**Aim**
Retype the data between the line containing "Segment dark curly hair from the image above." and the line containing "[0,0,150,514]", inclusive, without any changes.

— START Raw data —

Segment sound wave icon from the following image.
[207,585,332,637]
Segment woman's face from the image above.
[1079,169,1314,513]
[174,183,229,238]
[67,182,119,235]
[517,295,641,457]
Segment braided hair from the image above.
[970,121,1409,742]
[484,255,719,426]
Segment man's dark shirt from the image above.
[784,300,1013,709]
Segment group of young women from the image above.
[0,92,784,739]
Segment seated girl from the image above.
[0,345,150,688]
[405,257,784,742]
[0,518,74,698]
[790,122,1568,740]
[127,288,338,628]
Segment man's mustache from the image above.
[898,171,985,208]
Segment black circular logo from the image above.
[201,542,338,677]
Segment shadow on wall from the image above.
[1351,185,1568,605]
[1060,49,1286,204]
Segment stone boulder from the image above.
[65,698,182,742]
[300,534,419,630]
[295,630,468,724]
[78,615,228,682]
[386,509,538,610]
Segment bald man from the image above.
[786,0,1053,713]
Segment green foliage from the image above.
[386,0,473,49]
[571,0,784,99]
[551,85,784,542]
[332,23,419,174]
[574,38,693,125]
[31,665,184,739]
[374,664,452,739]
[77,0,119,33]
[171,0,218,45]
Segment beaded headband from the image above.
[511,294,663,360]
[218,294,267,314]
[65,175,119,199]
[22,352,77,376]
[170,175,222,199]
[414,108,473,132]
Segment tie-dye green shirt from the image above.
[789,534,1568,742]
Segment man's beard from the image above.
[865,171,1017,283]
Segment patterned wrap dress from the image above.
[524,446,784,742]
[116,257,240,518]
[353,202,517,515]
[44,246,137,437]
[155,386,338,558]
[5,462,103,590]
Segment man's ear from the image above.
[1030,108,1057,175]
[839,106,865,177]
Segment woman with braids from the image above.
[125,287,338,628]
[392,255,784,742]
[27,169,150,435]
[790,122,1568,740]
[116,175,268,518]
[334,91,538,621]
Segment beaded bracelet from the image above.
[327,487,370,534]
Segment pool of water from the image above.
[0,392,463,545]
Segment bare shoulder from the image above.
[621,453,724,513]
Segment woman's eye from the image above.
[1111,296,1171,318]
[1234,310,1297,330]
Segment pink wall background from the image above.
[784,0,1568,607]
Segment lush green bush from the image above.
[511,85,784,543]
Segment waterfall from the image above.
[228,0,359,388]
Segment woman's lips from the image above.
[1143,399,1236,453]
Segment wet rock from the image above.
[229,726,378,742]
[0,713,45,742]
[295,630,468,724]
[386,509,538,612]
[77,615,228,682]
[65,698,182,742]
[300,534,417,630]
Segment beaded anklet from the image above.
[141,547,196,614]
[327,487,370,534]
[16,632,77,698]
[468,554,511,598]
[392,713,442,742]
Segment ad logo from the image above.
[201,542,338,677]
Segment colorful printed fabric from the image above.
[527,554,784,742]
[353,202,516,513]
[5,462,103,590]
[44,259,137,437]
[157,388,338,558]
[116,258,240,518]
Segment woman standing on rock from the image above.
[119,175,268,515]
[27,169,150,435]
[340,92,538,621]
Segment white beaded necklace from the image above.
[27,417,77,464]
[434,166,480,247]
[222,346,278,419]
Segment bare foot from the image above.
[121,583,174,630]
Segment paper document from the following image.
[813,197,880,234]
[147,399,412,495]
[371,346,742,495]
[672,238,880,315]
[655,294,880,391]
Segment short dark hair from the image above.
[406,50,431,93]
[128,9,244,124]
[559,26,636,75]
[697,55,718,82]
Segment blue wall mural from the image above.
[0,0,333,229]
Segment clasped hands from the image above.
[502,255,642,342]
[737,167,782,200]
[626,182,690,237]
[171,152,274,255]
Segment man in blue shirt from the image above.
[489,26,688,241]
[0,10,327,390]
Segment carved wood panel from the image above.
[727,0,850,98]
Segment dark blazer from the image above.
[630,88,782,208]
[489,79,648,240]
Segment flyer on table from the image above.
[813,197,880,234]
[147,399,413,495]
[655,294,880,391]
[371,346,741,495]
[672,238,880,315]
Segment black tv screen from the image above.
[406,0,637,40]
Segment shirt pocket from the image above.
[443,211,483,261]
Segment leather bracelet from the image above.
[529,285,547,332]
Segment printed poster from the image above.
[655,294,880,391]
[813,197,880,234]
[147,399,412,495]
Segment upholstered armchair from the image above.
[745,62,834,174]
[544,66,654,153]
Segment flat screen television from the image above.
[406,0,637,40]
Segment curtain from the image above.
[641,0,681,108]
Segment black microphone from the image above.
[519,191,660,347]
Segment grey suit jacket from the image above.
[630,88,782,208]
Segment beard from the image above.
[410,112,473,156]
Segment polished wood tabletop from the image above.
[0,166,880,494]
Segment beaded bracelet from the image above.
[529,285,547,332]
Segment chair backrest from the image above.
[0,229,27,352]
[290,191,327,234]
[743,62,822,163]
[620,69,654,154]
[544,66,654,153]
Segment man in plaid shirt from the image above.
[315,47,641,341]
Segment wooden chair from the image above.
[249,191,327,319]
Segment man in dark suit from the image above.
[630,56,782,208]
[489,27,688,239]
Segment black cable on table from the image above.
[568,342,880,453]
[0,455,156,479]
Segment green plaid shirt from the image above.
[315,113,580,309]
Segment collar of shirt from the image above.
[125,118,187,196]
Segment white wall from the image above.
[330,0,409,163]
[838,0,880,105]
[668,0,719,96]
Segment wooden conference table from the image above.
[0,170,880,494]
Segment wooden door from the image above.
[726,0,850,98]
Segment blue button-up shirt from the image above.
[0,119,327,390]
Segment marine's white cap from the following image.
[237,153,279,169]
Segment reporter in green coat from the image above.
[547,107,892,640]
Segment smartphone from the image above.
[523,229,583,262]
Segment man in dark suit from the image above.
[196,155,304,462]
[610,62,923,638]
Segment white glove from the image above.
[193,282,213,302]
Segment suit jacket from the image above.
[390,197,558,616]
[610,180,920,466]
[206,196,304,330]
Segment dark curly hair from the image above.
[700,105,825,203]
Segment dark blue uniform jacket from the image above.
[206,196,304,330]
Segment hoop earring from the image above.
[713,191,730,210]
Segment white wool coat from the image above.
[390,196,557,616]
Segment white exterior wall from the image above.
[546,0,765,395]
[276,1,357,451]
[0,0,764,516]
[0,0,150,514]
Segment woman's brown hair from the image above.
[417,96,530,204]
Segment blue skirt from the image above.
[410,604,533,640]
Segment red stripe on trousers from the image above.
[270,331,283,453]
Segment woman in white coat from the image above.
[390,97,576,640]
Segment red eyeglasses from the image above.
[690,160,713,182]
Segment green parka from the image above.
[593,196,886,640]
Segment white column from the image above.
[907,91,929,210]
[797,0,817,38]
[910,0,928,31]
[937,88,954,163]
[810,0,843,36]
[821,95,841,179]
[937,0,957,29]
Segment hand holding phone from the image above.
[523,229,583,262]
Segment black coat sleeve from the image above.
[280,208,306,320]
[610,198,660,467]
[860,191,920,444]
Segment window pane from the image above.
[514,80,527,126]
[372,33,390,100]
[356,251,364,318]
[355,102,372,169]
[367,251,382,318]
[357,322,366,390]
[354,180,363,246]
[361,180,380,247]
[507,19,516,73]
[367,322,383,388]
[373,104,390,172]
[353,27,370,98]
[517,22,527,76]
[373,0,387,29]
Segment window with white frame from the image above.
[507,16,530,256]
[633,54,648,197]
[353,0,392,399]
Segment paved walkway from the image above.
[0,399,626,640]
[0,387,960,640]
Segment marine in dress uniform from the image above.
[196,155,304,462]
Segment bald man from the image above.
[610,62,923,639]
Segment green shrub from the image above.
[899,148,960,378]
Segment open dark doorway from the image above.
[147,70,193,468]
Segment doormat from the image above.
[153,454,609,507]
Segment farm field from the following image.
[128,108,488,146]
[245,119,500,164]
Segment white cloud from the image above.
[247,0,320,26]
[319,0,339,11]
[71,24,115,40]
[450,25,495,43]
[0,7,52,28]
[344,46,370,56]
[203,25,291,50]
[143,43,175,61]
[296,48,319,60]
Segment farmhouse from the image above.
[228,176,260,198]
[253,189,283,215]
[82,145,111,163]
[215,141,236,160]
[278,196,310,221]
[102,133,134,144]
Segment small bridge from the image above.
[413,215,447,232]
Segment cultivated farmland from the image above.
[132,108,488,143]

— END Raw data —

**Written solution**
Segment dark curly hair from the image above.
[700,105,825,203]
Segment dark blue uniform jacket from the image above.
[206,196,304,330]
Segment hoop earring from the image above.
[713,191,730,210]
Segment white wool coat from the image above.
[390,196,557,616]
Segment white exterior wall from the image above.
[546,0,765,395]
[276,1,357,451]
[0,0,764,516]
[0,0,150,514]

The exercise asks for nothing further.